▶ [Data for this exercise]
---*---

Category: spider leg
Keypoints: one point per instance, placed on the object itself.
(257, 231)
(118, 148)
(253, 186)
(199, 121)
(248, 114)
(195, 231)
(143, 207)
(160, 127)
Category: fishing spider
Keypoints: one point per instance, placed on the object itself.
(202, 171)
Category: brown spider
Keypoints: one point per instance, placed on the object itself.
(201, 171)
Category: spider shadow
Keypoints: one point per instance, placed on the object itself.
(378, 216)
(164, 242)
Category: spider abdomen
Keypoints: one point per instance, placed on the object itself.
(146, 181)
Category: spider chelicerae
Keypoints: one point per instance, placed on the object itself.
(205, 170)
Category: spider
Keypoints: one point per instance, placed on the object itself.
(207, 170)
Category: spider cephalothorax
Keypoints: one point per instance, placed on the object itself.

---*---

▶ [Problem description] Copy out the listing above verbatim, beginning with the line containing "Category: brown spider" and continuing through the final line of the listing, both included.

▶ [Solution]
Category: brown spider
Keypoints: one point per instance, placed on the object itself.
(201, 171)
Category: spider shadow
Keypoints: one point per instance, placed on the object itself.
(378, 216)
(164, 242)
Category: spider abdomen
Keypoints: one point per instance, placed on the object itself.
(146, 181)
Category: spider chelicerae
Keypoints: one point per instance, placed on the object itself.
(205, 170)
Category: spider
Keypoints: one point per instance, placed on the object itself.
(207, 170)
Category: spider cephalothorax
Keypoints: one point per instance, placed on the object itself.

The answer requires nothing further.